§ **Provided text**:
= = =

Uses.—Asafetida appears to have been used in the East from the earliest times of which we have any record and notwithstanding its repulsive odor is at present much used in India and 'Persia as a condiment. It is by some believed to have been imported into Europe as far back as the second century, but the earliest undoubted reference to it in European medical literature is in the twelfth century. Although it is without doubt capable of being absorbed from the intestinal tract in greater or lesser quantities there is no convincing evidence that after its absorption it exercises any distinct effect upon the system. Pidoux took a half an ounce at one dose without perceptible effects not ascribable to its local action. It has in the past been supposed to exercise a stimulant action upon the cerebral centers. The evidence in favor of this view is based upon the beneficial effects which have followed its administration in hysteria and conditions of nervous exhaustion. Its effects in these conditions, however, is entirely explicable on the grounds of the psychical impression made by taking a drug of so powerful odor and taste. On the other hand as a local stimulant to the mucous membranes, especially of the alimentary tract, it is a remedy of much value, thus it is a favorite carminative in the treatment of flatulent colic; it is often useful as an addition to laxative drugs in various types of constipation. There is evidence that after its absorption the volatile oil of asafetida is eliminated through the lungs and consequently it has been used as a stimulating expectorant in various forms of bronchitis, in whooping cough, and in asthma.
When used internally in adults it is generally preferable to administer it in the form of a pill on account of its disagreeable taste. In colic., especially in infants, it is often administered per rectum. For this purpose the emulsion of asafetida in the proportion of from one-half to one fluidounce to a pint of water may be employed.
Asafetida may be given in pill or emulsion. The tincture is official, and is much used. It may also sometimes be conveniently used in the form of a suppository, or plaster. (See Emplastrum Asafoetidae, 18th ed. U. S. D., p. 238.) A syrup has been recommended in which the fetid odor of the drug is disguised by the use of the infusion of wild cherry bark. (See A. J. P., 1871, p. 397.)

= = =

§ **Data excerpt**:
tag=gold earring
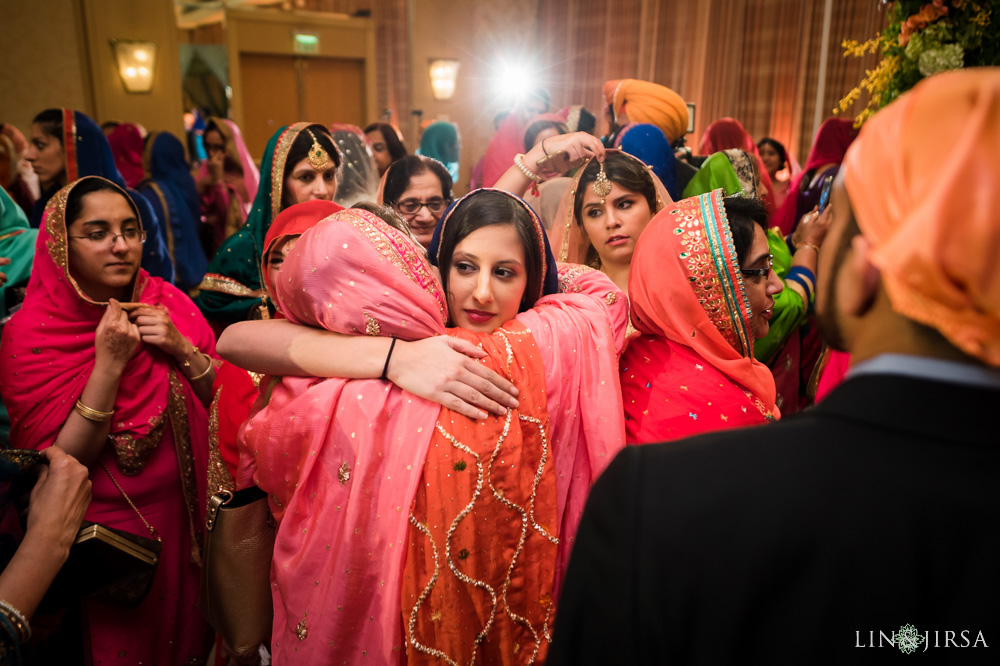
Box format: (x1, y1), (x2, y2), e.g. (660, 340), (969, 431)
(593, 162), (611, 205)
(306, 130), (333, 171)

= = =

§ **Work request A**: In the asafetida text, in what century does the earliest undoubted reference to the drug appear in European medical literature?
§ **Work request B**: From the asafetida text, pull out word for word the part that opens with the words containing "When used internally" and closes with "may be employed.".

§ **Answer space A**: The twelfth century.

§ **Answer space B**:
When used internally in adults it is generally preferable to administer it in the form of a pill on account of its disagreeable taste. In colic., especially in infants, it is often administered per rectum. For this purpose the emulsion of asafetida in the proportion of from one-half to one fluidounce to a pint of water may be employed.